[BEGIN Working data]
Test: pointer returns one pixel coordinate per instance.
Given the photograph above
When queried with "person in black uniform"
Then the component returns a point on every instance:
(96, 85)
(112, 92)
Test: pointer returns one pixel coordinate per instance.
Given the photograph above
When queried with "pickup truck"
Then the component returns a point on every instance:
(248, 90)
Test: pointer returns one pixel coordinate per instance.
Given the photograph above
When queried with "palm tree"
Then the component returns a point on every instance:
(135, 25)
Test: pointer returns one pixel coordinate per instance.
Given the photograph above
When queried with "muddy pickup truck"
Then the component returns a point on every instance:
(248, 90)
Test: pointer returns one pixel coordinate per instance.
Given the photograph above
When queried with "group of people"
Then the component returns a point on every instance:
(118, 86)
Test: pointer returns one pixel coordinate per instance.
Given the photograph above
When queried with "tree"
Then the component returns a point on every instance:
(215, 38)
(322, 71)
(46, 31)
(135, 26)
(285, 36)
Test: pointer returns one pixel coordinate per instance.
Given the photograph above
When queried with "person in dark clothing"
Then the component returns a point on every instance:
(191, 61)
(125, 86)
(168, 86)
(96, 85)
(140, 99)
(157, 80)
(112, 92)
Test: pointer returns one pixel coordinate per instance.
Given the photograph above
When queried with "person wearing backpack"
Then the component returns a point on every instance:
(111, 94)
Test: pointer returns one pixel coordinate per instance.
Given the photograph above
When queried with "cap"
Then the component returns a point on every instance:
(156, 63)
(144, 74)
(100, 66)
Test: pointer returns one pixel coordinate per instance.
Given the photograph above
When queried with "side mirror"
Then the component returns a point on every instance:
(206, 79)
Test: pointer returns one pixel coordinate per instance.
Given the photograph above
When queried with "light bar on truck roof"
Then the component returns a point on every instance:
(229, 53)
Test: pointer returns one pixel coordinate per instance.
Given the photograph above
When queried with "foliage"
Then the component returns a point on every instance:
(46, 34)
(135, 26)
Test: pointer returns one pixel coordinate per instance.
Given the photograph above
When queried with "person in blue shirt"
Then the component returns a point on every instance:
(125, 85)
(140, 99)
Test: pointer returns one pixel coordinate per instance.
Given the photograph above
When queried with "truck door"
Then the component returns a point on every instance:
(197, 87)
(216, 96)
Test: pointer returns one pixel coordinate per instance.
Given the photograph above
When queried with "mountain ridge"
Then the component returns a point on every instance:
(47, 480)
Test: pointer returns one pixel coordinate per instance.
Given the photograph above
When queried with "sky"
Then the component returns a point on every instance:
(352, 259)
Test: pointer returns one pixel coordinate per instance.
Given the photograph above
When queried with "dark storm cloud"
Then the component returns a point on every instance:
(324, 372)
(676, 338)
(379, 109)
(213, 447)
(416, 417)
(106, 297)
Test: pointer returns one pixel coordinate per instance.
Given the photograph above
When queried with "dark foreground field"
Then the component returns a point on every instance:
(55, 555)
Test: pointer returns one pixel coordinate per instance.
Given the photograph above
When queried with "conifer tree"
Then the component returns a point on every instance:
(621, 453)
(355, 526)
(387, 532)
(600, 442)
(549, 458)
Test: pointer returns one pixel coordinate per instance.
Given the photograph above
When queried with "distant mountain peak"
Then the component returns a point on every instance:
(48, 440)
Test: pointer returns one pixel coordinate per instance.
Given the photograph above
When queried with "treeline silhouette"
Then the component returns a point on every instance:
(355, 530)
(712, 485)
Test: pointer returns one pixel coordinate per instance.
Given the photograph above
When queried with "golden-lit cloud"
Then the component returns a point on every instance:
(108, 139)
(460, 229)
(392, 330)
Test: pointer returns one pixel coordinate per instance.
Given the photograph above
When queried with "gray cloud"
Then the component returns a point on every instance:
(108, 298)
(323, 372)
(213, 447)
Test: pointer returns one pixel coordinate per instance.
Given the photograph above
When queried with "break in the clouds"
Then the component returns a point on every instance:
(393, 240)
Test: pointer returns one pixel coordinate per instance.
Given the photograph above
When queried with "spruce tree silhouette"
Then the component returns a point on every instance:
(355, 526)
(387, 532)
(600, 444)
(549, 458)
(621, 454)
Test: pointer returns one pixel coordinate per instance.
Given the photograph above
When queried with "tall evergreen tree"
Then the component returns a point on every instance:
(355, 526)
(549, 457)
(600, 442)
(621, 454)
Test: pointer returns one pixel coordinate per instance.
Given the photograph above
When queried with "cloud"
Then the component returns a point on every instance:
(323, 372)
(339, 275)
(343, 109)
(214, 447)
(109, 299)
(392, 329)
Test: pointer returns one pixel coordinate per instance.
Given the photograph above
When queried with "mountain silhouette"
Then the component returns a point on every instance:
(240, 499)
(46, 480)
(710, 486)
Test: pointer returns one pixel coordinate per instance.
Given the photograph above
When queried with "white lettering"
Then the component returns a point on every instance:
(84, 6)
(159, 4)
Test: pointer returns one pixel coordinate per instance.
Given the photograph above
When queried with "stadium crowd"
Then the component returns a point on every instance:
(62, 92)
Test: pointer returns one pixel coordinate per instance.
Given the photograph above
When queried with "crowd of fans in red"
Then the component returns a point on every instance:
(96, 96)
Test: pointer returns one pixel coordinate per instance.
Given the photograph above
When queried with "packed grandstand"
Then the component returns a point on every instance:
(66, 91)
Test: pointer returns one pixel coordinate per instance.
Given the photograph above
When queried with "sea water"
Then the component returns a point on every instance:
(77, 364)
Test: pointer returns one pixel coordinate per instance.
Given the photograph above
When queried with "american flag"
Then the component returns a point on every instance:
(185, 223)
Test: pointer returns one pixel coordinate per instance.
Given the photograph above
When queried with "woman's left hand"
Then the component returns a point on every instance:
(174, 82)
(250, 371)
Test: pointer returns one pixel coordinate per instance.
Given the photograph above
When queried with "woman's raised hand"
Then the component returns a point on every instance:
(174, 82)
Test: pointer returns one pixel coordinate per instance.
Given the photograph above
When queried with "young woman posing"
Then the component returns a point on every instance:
[END Working data]
● **Exercise description**
All of the records must be retyped exactly as they are.

● **Solution below**
Test: pointer returns one pixel coordinate per instance.
Given the photograph above
When queried with "person in black uniform"
Then the component returns a point on every instance:
(96, 85)
(112, 92)
Test: pointer returns one pixel coordinate per instance.
Given the photograph above
When queried with "pickup truck"
Then the component returns a point on every instance:
(248, 90)
Test: pointer returns one pixel coordinate per instance.
Given the photograph above
When queried with "palm tree"
Then the component returns a point on every instance:
(135, 25)
Test: pointer returns one pixel coordinate per instance.
Given the photograph above
When queried with "muddy pickup truck"
Then the component returns a point on every instance:
(248, 90)
Test: pointer returns one pixel coordinate per instance.
Given the photograph above
When queried with "group of people"
Then the component returns a point on every instance:
(118, 86)
Test: pointer returns one pixel coordinate per instance.
Given the photograph above
When queried with "tree"
Then the component returns a point on every instance:
(215, 38)
(322, 71)
(46, 31)
(135, 26)
(285, 36)
Test: pointer returns one pixel coordinate per instance.
Given the photograph above
When queried with "person in dark clothing"
Then the component returns a point on every instance:
(191, 61)
(125, 86)
(168, 86)
(96, 85)
(140, 99)
(157, 80)
(112, 92)
Test: pointer returns one pixel coordinate per instance.
Given the photograph above
When queried with "person wearing backpack"
Then the component returns a point on every instance:
(111, 94)
Test: pointer returns one pixel coordinate per instance.
Given the photograph above
When queried with "cap"
Then the component returns a point on every instance:
(156, 63)
(144, 74)
(100, 66)
Test: pointer returns one pixel coordinate per instance.
Given the photograph above
When queried with "side mirror"
Then the component returns a point on every instance:
(206, 79)
Test: pointer returns one pixel coordinate per instance.
Given the photograph above
When queried with "light bar on truck roof"
Then the component returns a point on every instance:
(229, 53)
Test: pointer returns one pixel coordinate per instance.
Given the photograph above
When queried with "foliage"
Then the component returns a point on every instance:
(46, 34)
(135, 26)
Test: pointer returns one pixel coordinate per instance.
Given the photograph above
When queried with "person in blue shirt"
Then the component returns a point on every instance:
(125, 85)
(140, 99)
Test: pointer returns one pixel coordinate per instance.
Given the photograph above
When queried with "truck door"
Then the component returns a point on every instance:
(197, 87)
(216, 96)
Test: pointer returns one pixel coordinate per instance.
Given the photograph above
When queried with "mountain ridge"
Then the component returns a point on every instance:
(47, 480)
Test: pointer returns one pixel coordinate per instance.
Given the photograph above
When queried with "sky"
Then the component returns a point on every instance:
(352, 259)
Test: pointer returns one pixel coordinate per instance.
Given the photograph above
When queried with "dark storm cloud"
Then the component returns a point on every instance:
(324, 372)
(676, 338)
(379, 109)
(213, 447)
(416, 417)
(106, 297)
Test: pointer returns one pixel coordinate per instance.
Given the photograph above
When queried with "dark foreground field"
Then the component returns a point on every instance:
(55, 555)
Test: pointer returns one pixel coordinate per instance.
Given the photograph above
When queried with "conifer tree"
Then the component returns a point on every instance:
(621, 453)
(355, 526)
(387, 532)
(600, 442)
(549, 458)
Test: pointer returns one pixel coordinate per instance.
Given the photograph above
When queried with "distant mountain peak"
Then the component returns a point on every instance:
(48, 440)
Test: pointer returns one pixel coordinate per instance.
Given the photograph above
When queried with "treeline silhouette"
Then the component returns a point on every instance:
(355, 530)
(712, 485)
Test: pointer returns one pixel coordinate per instance.
Given the photograph above
When queried with "golden-lit cloud"
Then the component returns a point on every instance:
(108, 139)
(460, 229)
(392, 330)
Test: pointer returns one pixel coordinate per instance.
Given the photograph above
When queried with "gray cloud"
Then the component returns a point on every instance:
(108, 298)
(323, 372)
(213, 447)
Test: pointer returns one pixel coordinate per instance.
Given the photograph above
When queried with "break in the clouds"
Then the component returns a point on every instance:
(393, 240)
Test: pointer returns one pixel coordinate per instance.
Given the photograph above
When queried with "spruce tree silhouette"
Then the component returns a point on every instance:
(355, 526)
(387, 532)
(600, 444)
(549, 458)
(621, 454)
Test: pointer returns one pixel coordinate per instance.
Given the photograph above
When queried with "tall evergreen tree"
Then the component returns a point on every instance:
(355, 526)
(549, 457)
(600, 442)
(621, 454)
Test: pointer returns one pixel coordinate per instance.
Given the photograph above
When queried with "cloud"
Then the component returns a point on every instance:
(323, 372)
(339, 275)
(343, 109)
(214, 447)
(109, 299)
(392, 329)
Test: pointer returns one pixel coordinate per instance.
Given the photograph above
When queried with "mountain silhouette"
Then the component returns a point on every instance:
(240, 499)
(46, 480)
(710, 486)
Test: pointer returns one pixel coordinate per instance.
Given the photograph above
When queried with "white lettering"
Then the component returns a point on every instance:
(84, 6)
(159, 4)
Test: pointer returns one pixel coordinate per instance.
Given the photograph above
When queried with "stadium crowd"
Then the component returns a point on every instance:
(62, 92)
Test: pointer returns one pixel coordinate per instance.
Given the photograph above
When queried with "crowd of fans in red"
Then the component returns a point on every instance:
(96, 96)
Test: pointer returns one pixel coordinate per instance.
Given the photograph above
When queried with "packed grandstand"
Then the component returns a point on every instance:
(66, 91)
Test: pointer returns one pixel coordinate per instance.
Given the photograph above
When queried with "sea water"
Then the component returns a point on every instance:
(77, 364)
Test: pointer returns one pixel coordinate per instance.
Given the photograph above
When queried with "american flag"
Then the component returns a point on every instance:
(185, 223)
Test: pointer returns one pixel coordinate per instance.
Given the photograph above
When queried with "woman's left hand"
Then the component returns a point on every instance:
(174, 82)
(250, 371)
Test: pointer returns one pixel coordinate per instance.
Given the photograph above
When queried with "woman's raised hand"
Then the component returns a point on every instance:
(174, 82)
Test: pointer returns one pixel coordinate per instance.
Given the photograph above
When queried with "young woman posing"
Then the component returns a point on every instance:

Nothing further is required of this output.